**Stated problem**
Reproduce the entries verbatim, beginning with the line that contains "Drop a pin on each instance of the arched" and continuing through the final line of the entries.

** start of Supplied entries **

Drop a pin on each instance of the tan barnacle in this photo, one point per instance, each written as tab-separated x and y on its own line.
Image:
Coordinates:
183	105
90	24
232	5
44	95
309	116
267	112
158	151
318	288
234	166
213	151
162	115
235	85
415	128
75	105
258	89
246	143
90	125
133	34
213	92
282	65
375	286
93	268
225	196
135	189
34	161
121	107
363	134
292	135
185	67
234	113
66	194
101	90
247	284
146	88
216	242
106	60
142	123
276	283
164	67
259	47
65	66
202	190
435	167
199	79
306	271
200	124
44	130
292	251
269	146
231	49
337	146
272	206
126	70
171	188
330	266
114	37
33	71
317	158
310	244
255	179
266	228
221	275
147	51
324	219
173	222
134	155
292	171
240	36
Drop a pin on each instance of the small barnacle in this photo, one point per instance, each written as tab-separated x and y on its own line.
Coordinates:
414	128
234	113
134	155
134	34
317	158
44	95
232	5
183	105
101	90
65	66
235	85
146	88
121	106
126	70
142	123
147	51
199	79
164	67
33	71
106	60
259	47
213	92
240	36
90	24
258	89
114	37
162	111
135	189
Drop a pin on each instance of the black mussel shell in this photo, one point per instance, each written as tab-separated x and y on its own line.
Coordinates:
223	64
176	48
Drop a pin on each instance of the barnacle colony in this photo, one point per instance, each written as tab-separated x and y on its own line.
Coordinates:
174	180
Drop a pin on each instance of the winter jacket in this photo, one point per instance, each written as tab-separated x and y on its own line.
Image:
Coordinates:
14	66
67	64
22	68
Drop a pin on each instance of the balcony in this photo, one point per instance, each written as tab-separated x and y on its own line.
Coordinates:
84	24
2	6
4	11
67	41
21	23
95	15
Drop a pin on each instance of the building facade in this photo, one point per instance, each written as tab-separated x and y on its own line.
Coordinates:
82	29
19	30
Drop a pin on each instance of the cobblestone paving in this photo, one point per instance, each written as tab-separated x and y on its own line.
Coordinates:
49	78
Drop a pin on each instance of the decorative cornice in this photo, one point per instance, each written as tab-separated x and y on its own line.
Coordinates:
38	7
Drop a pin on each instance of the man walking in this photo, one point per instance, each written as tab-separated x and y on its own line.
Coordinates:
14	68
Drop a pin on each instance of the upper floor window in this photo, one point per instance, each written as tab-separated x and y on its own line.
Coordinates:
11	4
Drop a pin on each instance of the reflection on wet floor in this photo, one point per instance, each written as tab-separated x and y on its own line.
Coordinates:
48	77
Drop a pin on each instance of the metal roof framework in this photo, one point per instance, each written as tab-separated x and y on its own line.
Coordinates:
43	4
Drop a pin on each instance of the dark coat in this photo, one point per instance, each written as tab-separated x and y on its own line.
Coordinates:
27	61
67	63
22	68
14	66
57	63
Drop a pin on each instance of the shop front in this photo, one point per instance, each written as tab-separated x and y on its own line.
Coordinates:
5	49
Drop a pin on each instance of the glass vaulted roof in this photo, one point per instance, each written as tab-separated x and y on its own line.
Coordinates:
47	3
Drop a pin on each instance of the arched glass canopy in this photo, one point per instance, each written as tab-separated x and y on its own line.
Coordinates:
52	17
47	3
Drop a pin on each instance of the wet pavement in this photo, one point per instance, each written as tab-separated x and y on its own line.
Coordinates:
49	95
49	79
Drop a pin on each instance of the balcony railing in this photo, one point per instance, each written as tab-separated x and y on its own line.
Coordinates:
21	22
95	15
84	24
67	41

** end of Supplied entries **

**Result of the exercise**
Drop a pin on each instance of the arched glass canopy in this photo, one point per instance, each written as tab-separated x and y on its own line.
Coordinates:
52	17
47	3
Drop a pin on each instance of the wet pavement in this photo, one point per instance, each written as tab-separated x and y on its own line.
Coordinates:
49	95
49	79
Drop a pin on each instance of the balcony railing in this photo, one point per instance, each written as tab-separated x and y on its own line.
Coordinates:
21	22
95	15
84	24
67	41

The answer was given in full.